#### What is asked:
Keep only the lines of the records below that contain the word "background", and copy each one out in full.

#### Raw data:
++++++++++++++++++++

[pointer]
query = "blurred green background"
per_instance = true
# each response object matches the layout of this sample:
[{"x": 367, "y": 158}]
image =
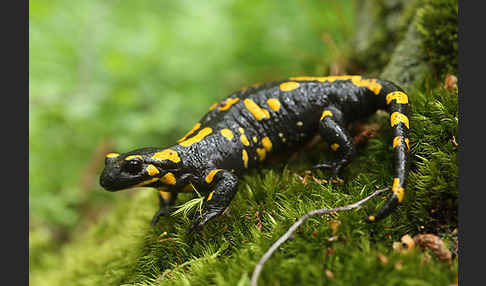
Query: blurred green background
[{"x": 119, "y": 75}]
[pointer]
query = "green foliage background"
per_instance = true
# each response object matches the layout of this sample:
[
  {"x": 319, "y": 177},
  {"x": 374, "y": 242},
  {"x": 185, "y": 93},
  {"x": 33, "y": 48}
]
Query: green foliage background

++++++++++++++++++++

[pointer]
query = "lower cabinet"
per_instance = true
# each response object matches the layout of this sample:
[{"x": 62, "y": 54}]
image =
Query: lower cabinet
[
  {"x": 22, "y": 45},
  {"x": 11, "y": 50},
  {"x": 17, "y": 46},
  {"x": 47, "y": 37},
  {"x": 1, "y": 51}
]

++++++++++++++++++++

#### Output for this task:
query = "blurred green background"
Query: blurred green background
query = "green foliage background"
Query: green foliage background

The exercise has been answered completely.